— Begin EXCERPTED PASSAGE —
Antarctica’s Filchner-Ronne Ice Shelf, located just east of the giant peninsula that extends toward South America, hasn’t caused much worry to date in terms of sea level rise. Anchored to the seafloor, the shelf extends outward over the Weddell Sea and covers an area the size of Sweden. The ice is hundreds of meters thick in places and shows signs of growth in recent years.
But climate change may soon reverse that trend, the new study suggests. Global air temperatures are projected to rise 4 degrees Celsius as the amount of carbon dioxide in the atmosphere increases over the next century. New simulations show the warmer air could thin and break up sea ice floating in Weddell Sea. Winds in the area would then transfer less energy to the ice and more energy directly into the ocean, churning up the water. In the researchers’ projected scenario, changing ocean currents push in warm waters that now circle Antarctica at a distance. By 2036 deep pulses of warm water reach up into shallow waters just offshore. By 2070 the heated currents completely displace the water that now fills the space between the ice shelf and the seafloor, raising temperatures by 2 degrees.
— End EXCERPTED PASSAGE —
**CHALLENGE A**
Retype the region labeling listing below word for word, and leave the pictures out of your copy.
— Begin EXTRACTED ENTRIES —
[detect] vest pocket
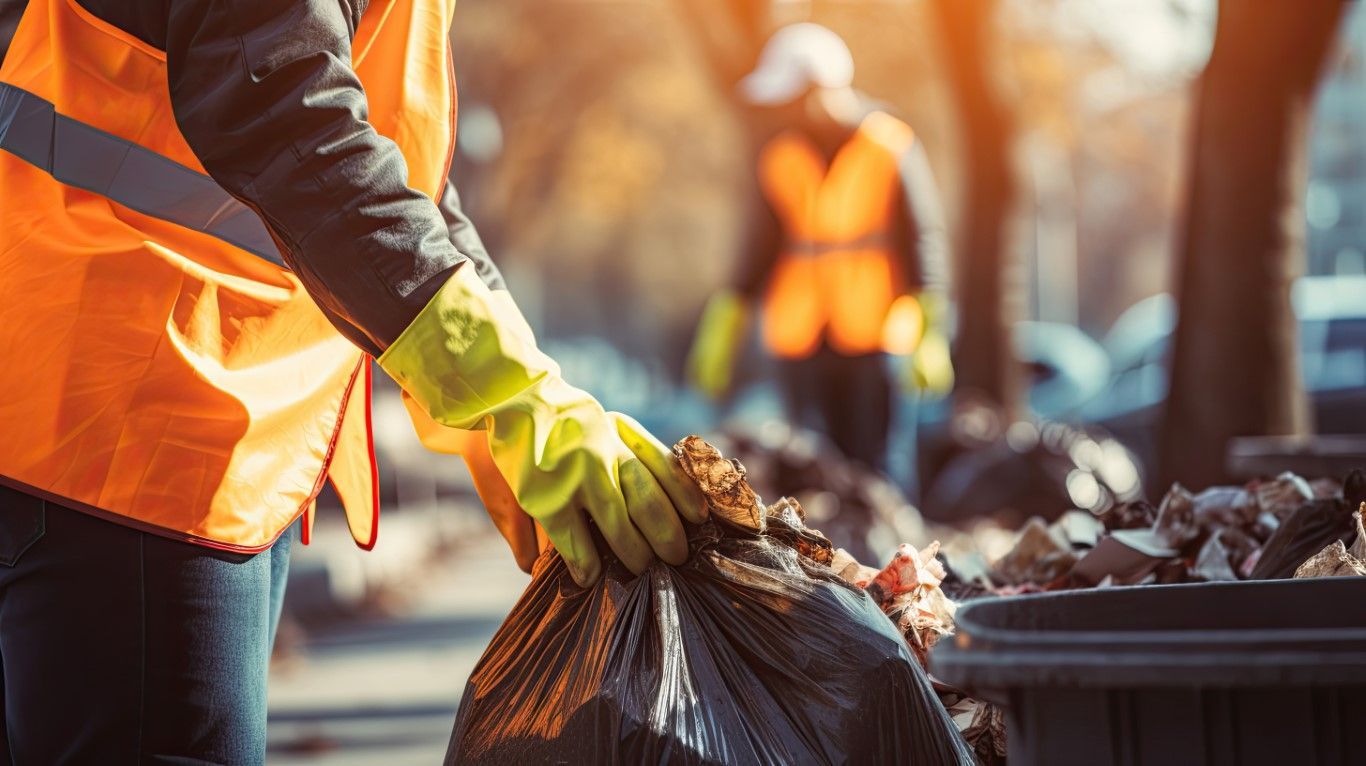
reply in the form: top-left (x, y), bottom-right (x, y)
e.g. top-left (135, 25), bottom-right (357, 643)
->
top-left (0, 486), bottom-right (45, 567)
— End EXTRACTED ENTRIES —
**CHALLENGE B**
Answer these from the ice shelf passage:
(i) The Filchner-Ronne Ice Shelf covers an area the size of which country?
(ii) Global air temperatures are projected to rise by how many degrees Celsius over the next century?
(iii) In what year do the heated currents completely displace the water between the ice shelf and the seafloor?

**COMPLETE RESPONSE A**
[detect] vest pocket
reply in the form: top-left (x, y), bottom-right (x, y)
e.g. top-left (135, 25), bottom-right (357, 643)
->
top-left (0, 486), bottom-right (45, 567)

**COMPLETE RESPONSE B**
(i) Sweden
(ii) 4 degrees Celsius
(iii) 2070